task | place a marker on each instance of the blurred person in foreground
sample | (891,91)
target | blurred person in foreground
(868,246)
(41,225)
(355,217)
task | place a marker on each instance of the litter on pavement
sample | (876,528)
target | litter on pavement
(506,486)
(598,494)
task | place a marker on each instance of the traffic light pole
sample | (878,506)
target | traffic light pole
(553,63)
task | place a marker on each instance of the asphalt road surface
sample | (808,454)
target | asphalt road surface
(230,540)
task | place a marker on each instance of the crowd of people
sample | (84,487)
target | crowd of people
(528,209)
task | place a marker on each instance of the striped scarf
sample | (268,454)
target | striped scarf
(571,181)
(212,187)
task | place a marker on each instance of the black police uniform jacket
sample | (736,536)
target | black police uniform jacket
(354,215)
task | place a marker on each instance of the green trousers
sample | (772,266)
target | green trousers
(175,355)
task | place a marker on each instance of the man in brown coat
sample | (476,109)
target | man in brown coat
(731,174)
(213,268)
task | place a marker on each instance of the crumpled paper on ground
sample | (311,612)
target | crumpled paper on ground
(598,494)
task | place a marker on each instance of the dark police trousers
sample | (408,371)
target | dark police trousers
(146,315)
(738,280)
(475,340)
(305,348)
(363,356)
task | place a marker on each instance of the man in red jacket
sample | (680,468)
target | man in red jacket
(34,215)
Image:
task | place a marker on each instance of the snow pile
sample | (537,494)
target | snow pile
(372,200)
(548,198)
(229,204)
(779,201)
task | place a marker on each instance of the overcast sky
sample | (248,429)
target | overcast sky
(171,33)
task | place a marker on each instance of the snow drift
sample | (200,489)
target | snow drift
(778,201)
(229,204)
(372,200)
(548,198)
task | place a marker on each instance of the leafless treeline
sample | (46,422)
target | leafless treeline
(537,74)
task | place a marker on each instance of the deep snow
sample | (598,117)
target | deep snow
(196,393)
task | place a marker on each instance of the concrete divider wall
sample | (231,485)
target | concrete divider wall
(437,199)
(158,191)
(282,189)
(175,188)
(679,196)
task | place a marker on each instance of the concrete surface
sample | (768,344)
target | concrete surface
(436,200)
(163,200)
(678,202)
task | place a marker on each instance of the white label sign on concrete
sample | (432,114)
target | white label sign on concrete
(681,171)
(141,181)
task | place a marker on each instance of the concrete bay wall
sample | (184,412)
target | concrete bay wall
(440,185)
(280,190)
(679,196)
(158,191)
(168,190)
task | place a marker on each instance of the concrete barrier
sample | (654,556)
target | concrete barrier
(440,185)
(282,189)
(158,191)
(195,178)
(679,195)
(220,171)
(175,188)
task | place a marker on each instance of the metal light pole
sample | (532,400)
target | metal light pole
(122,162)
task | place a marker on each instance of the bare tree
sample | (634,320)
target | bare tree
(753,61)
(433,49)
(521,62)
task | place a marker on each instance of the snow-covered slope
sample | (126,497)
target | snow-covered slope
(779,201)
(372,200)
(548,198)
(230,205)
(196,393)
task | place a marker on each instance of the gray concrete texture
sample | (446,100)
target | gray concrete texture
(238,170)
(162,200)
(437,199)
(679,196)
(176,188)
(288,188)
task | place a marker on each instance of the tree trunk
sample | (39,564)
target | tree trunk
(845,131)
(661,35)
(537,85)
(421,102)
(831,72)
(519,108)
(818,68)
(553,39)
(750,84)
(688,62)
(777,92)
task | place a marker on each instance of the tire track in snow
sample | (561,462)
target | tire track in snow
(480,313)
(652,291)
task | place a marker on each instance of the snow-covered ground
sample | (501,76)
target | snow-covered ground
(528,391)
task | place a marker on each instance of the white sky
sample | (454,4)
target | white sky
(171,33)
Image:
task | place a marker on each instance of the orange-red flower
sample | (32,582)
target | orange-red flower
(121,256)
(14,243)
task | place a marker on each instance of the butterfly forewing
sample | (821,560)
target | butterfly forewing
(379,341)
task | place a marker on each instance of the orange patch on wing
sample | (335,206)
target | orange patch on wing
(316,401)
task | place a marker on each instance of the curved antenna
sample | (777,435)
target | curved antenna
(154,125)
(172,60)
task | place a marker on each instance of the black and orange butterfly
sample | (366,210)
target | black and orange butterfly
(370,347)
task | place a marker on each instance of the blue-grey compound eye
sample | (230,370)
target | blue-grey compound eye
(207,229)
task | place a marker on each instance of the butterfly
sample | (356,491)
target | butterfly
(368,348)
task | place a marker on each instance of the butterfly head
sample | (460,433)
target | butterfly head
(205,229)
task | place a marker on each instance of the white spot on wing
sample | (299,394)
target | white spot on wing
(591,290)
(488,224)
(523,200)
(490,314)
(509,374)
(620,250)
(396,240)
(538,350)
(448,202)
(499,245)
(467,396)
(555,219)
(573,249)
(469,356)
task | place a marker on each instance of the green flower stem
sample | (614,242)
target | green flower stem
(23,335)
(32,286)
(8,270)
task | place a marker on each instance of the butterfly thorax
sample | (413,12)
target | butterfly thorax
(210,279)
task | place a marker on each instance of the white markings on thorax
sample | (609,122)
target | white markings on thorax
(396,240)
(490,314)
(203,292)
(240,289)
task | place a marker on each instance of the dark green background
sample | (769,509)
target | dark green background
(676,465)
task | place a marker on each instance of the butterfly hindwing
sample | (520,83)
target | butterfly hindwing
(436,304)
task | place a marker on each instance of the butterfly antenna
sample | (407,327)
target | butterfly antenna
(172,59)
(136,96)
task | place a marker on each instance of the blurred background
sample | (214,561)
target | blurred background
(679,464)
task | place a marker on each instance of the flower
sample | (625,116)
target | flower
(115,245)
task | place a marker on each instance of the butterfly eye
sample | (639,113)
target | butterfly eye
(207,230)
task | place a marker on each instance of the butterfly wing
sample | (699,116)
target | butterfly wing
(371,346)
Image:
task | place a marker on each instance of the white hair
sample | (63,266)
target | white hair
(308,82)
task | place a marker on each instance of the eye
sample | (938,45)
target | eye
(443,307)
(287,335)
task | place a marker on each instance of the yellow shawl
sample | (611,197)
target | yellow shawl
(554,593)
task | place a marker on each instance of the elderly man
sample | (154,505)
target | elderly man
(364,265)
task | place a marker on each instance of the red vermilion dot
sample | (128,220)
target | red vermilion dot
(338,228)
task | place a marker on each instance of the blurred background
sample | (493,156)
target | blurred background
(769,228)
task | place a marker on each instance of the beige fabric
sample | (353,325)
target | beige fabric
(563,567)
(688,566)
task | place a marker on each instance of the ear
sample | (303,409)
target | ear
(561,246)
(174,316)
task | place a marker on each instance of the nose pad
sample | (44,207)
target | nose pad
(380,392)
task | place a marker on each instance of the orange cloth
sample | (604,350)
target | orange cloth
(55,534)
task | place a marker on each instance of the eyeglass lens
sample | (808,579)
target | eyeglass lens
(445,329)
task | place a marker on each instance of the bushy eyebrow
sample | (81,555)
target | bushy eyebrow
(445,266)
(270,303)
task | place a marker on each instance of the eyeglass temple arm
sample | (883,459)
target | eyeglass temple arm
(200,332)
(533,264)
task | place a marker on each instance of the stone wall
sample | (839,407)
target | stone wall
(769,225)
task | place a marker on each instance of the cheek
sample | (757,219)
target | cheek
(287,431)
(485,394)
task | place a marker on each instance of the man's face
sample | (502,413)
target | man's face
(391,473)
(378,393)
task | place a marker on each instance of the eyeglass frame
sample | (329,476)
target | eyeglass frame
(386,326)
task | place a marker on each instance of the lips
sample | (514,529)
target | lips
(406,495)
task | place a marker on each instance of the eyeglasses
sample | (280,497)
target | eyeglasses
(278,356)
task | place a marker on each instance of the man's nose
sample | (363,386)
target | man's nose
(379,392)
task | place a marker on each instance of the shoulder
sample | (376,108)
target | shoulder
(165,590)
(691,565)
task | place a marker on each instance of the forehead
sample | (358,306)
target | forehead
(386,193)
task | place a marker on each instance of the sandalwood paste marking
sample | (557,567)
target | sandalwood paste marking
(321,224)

********************

→ **Opdrachtvereisten**: Kun je de data hierboven opnieuw geven, beginnend bij de regel met "task | place a marker on each instance of the stone" en doorlopend tot en met het einde van de data, met alle regels erbij? Verschuif daarbij elk getal in de antwoordcoördinaten met 90 en laat de sample-coördinaten ongewijzigd.

→ **Resultaat oefening**:
task | place a marker on each instance of the stone wall
sample | (839,407)
target | stone wall
(859,315)
task | place a marker on each instance of the cheek
sample | (757,219)
target | cheek
(377,521)
(575,484)
task | place a marker on each instance of the man's face
sample | (502,413)
target | man's face
(481,563)
(468,483)
task | place a marker on each instance of the eyeglass frame
sample | (329,476)
target | eyeglass frame
(476,416)
task | place a marker on each instance of the lips
sample | (514,529)
target | lips
(496,585)
task | place a marker on each instance of the eyeglasses
sample | (280,497)
target | eyeglasses
(368,446)
task | place a marker on each instance of the man's nose
sample | (363,386)
target | man's nose
(469,482)
task | place a marker on each instance of the shoulder
sample | (376,108)
target | shoulder
(255,680)
(781,655)
task | place a marker on each instance of the forehead
sample | (358,306)
target | forehead
(476,283)
task | place a marker on each instance of the sandalwood paste marking
sample | (557,567)
target | sandalwood paste marking
(411,314)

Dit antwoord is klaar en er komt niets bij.